** Opening SOURCE TEXT block **
Researchers from the University of Haifa and the University of California have developed a revolutionary method that integrates biotechnological and computational tools to accurately monitor the adaptive mutations in viruses such as AIDS, SARS and polio.
In a study published in the prestigious journal Nature, the researchers have demonstrated how the method they have developed successfully monitors the evolution of harmful poliovirus mutations, how fitted are five specific harmful mutations from among hundreds of mutations, and identified the specific protein of the viral genome these mutations effect.
“In practice, this method is the development of a new tool in biomedicine. It works as a “microscope” that, for the first time, enables researchers to monitor the evolution of potentially harmful mutations under laboratory conditions. This will allow us to develop medical treatment, sometimes long before the harmful mutation spreads among people,” said Dr. Leonid Brodsky from the Tauber Bioinformatics Research Center at the University, who was one of the research partners.
The genome of viruses with RNA as their genetic material, ranging from AIDS, SARS and polio to West Nile virus, measles and influenza, evolves rapidly and adapts itself to the human immune system by accumulating multiple mutations. In cases of rare radical mutations, these changes can enable an insect-adapted virus to adapt to humans, which is how humans become infected after being bitten by mosquitoes as in the case of the West Nile virus.
** Closing SOURCE TEXT block **
** Opening RECORDS SUPPLIED block **
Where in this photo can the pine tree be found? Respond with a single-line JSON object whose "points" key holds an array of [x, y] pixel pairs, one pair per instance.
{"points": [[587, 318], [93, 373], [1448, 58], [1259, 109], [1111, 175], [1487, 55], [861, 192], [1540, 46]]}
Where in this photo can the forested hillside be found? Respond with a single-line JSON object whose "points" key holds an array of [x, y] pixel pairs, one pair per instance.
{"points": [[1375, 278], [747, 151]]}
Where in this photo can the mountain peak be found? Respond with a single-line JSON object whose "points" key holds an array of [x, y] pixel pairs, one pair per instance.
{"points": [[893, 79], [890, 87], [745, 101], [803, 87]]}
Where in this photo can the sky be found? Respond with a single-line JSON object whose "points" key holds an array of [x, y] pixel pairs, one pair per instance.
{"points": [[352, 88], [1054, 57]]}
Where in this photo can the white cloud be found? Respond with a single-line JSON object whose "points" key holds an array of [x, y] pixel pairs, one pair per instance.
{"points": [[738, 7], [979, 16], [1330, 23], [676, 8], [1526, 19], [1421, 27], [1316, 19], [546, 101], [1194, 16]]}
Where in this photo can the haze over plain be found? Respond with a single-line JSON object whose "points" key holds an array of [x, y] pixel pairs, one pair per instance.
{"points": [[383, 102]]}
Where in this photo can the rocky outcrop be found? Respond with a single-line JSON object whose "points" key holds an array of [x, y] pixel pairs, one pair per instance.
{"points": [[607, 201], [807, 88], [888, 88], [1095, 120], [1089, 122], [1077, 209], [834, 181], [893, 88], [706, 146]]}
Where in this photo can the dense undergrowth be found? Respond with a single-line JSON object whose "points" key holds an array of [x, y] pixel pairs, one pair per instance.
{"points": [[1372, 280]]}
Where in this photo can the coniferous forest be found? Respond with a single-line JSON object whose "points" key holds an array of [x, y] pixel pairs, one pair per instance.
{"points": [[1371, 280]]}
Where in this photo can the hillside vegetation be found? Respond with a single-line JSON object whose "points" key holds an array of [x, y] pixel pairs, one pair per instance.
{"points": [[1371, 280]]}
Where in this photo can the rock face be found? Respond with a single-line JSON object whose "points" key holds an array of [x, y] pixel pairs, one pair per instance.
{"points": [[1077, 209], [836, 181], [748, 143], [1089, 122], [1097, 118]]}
** Closing RECORDS SUPPLIED block **
§ WHAT THE TASK REQUIRES
Please reproduce the part of the viral mutation article from "Researchers from the" up to and including "SARS and polio.", word for word.

§ TASK RESULT
Researchers from the University of Haifa and the University of California have developed a revolutionary method that integrates biotechnological and computational tools to accurately monitor the adaptive mutations in viruses such as AIDS, SARS and polio.